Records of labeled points
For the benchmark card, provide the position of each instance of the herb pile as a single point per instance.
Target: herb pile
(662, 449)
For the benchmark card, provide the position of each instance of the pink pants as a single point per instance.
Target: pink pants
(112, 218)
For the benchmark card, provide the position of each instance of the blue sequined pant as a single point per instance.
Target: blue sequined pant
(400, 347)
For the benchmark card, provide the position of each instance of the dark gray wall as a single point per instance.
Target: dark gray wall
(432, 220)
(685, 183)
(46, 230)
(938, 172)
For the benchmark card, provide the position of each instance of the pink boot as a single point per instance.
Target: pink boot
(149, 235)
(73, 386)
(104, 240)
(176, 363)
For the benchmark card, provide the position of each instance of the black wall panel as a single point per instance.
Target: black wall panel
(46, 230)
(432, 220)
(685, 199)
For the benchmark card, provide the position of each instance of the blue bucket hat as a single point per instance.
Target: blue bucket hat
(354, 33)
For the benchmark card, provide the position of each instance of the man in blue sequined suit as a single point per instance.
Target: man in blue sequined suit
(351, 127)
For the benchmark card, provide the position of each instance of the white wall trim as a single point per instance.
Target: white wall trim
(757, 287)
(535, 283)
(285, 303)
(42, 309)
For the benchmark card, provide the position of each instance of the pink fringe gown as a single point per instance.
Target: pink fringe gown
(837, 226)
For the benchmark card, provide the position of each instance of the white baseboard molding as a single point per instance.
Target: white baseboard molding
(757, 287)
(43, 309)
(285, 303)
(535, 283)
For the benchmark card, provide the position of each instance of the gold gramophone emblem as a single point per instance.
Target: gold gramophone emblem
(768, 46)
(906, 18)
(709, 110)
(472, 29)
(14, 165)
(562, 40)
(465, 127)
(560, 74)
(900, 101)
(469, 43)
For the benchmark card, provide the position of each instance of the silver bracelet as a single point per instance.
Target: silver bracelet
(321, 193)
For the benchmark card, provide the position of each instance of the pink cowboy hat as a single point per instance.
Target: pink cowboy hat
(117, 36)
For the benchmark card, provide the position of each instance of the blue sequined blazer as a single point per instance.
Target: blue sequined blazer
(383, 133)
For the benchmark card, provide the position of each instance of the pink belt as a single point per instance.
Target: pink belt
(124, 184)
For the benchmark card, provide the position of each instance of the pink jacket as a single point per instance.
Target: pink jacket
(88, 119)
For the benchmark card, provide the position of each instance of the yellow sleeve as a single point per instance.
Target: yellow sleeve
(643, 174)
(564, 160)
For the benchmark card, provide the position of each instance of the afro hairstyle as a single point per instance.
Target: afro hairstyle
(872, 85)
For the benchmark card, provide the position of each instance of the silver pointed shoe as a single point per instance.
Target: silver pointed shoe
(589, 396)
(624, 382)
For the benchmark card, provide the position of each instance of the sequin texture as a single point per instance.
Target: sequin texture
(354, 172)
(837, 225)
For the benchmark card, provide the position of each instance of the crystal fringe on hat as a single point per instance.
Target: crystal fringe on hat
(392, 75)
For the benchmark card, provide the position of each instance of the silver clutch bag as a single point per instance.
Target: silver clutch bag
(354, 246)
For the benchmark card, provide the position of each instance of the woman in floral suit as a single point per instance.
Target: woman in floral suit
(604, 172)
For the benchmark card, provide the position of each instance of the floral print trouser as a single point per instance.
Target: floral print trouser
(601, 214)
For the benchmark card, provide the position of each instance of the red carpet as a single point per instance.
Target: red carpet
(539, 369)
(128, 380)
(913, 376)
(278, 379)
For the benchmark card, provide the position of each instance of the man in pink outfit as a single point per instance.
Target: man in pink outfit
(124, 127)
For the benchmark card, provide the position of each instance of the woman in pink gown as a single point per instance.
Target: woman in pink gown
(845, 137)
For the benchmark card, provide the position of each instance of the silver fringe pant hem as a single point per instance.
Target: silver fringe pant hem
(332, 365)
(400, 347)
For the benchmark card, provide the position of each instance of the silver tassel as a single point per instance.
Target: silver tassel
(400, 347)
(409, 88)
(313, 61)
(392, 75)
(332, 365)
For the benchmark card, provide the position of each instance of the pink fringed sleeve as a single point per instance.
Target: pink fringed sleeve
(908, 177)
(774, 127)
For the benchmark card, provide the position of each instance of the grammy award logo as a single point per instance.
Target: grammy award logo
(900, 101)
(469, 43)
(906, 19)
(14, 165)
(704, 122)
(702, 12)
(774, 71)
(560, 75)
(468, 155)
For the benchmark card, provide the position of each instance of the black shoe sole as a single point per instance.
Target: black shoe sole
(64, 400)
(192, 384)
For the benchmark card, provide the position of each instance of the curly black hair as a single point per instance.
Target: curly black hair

# Goal:
Rewrite the listing above, replacing each occurrence of "benchmark card" with "evaluation sheet" and keeping every other line and character unchanged.

# Problem solution:
For the evaluation sheet, provide the position of each instance of the herb pile as a single point per instance.
Target: herb pile
(662, 449)
For the evaluation sheet, provide the position of each instance of the pink pants as a single point per instance.
Target: pink pants
(112, 218)
For the evaluation sheet, provide the position of each instance of the blue sequined pant as a single point per instance.
Target: blue sequined pant
(400, 347)
For the evaluation sheet, provide the position of each instance of the dark gray wall as a single point per instance.
Target: dark gray wall
(432, 220)
(685, 183)
(46, 230)
(938, 172)
For the evaluation sheet, provide the position of each instance of the pink boot as a single point per instance.
Target: pink boot
(149, 235)
(73, 386)
(104, 240)
(176, 363)
For the evaluation sheet, provide the position of each instance of the black wall panel as a single point per instance.
Target: black wall panel
(46, 230)
(432, 220)
(685, 199)
For the evaluation sheet, provide the position of each instance of the blue bucket hat as a single point per instance.
Target: blue bucket hat
(354, 33)
For the evaluation sheet, provide the position of each instance of the man in blue sequined suit as a single point per instance.
Target: man in blue sequined suit
(351, 127)
For the evaluation sheet, provide the position of each instance of the white wall trim as a single point per instance.
Target: white wall trim
(757, 287)
(535, 283)
(285, 303)
(42, 309)
For the evaluation sheet, provide the position of each instance of the pink fringe gown as a single point per instance.
Target: pink fringe gown
(837, 226)
For the evaluation sheet, provide the position of each instance of the white baseboard molding as a single point per instance.
Target: white baseboard molding
(757, 287)
(43, 309)
(285, 303)
(535, 283)
For the evaluation sheet, provide the position of each instance of the gold gramophone emblem as a single point per instance.
Target: gold gramophone emblem
(768, 46)
(906, 18)
(709, 110)
(472, 29)
(14, 165)
(562, 40)
(465, 127)
(560, 74)
(900, 101)
(469, 43)
For the evaluation sheet, provide the position of each instance of the silver bracelet as a single point per instance.
Target: silver bracelet
(321, 193)
For the evaluation sheet, provide the position of each instance of the pink cowboy hat as a single point per instance.
Target: pink cowboy hat
(117, 36)
For the evaluation sheet, provide the position of each instance of the blue sequined blazer as a single point per instance.
Target: blue sequined blazer
(383, 133)
For the evaluation sheet, provide the position of each instance of the pink belt as a single point per instance.
Target: pink belt
(124, 184)
For the evaluation sheet, provide the position of each instance of the pink jacket as a single point per instance.
Target: pink jacket
(88, 119)
For the evaluation sheet, provide the position of each instance of the yellow sleeve as a single point per instance.
Target: yellow sleeve
(643, 174)
(564, 160)
For the evaluation sheet, provide the position of each instance of the afro hairstyle as a single point per instance.
Target: afro hairstyle
(872, 85)
For the evaluation sheet, provide the position of each instance of the silver pointed shoe as a single point per instance.
Target: silver pointed shoe
(589, 396)
(624, 382)
For the evaluation sheet, provide the position of each instance of the sequin texture as a single point per instance.
Target: sequin texture
(354, 172)
(837, 225)
For the evaluation sheet, provide the position of each instance of the crystal fringe on hat as a single point per instance.
Target: crystal fringe on hat
(392, 75)
For the evaluation sheet, provide the position of each instance of the silver clutch bag as a single point per instance.
Target: silver clutch bag
(354, 246)
For the evaluation sheet, provide the position of each instance of the woman in floral suit as a single point per instance.
Target: woman in floral suit
(604, 172)
For the evaluation sheet, provide the position of each instance of the floral print trouser as a single point per instance.
Target: floral print trouser
(601, 214)
For the evaluation sheet, provide the position of each instance of the red carpet as a single point per instance.
Target: red carpet
(539, 369)
(128, 380)
(913, 376)
(278, 379)
For the evaluation sheet, provide the position of each instance of the man in pink outfit as a single point per instance.
Target: man in pink outfit
(124, 127)
For the evaluation sheet, provide the position of each instance of the woman in pink gown as a single point per instance.
Target: woman in pink gown
(845, 137)
For the evaluation sheet, provide the position of each instance of the silver fringe pant hem as a single point per instance.
Target: silver fringe pant hem
(332, 365)
(400, 347)
For the evaluation sheet, provide the position of each instance of the silver tassel as a single point per instance.
Target: silver tassel
(400, 347)
(409, 88)
(313, 61)
(392, 75)
(332, 365)
For the evaluation sheet, provide the position of each instance of the pink fringed sleeve as a single point per instance.
Target: pink fringed sleeve
(908, 177)
(774, 127)
For the evaluation sheet, provide the position of each instance of the grammy award logo as a single point per instance.
Target: grammy award logo
(900, 101)
(469, 43)
(906, 19)
(14, 165)
(704, 122)
(702, 12)
(774, 71)
(560, 75)
(468, 155)
For the evaluation sheet, provide the position of each instance of the black shoe sole as a single point per instance.
Target: black shoe sole
(64, 400)
(192, 384)
For the evaluation sheet, provide the position of each instance of the curly black hair as a single point per instance.
Target: curly black hair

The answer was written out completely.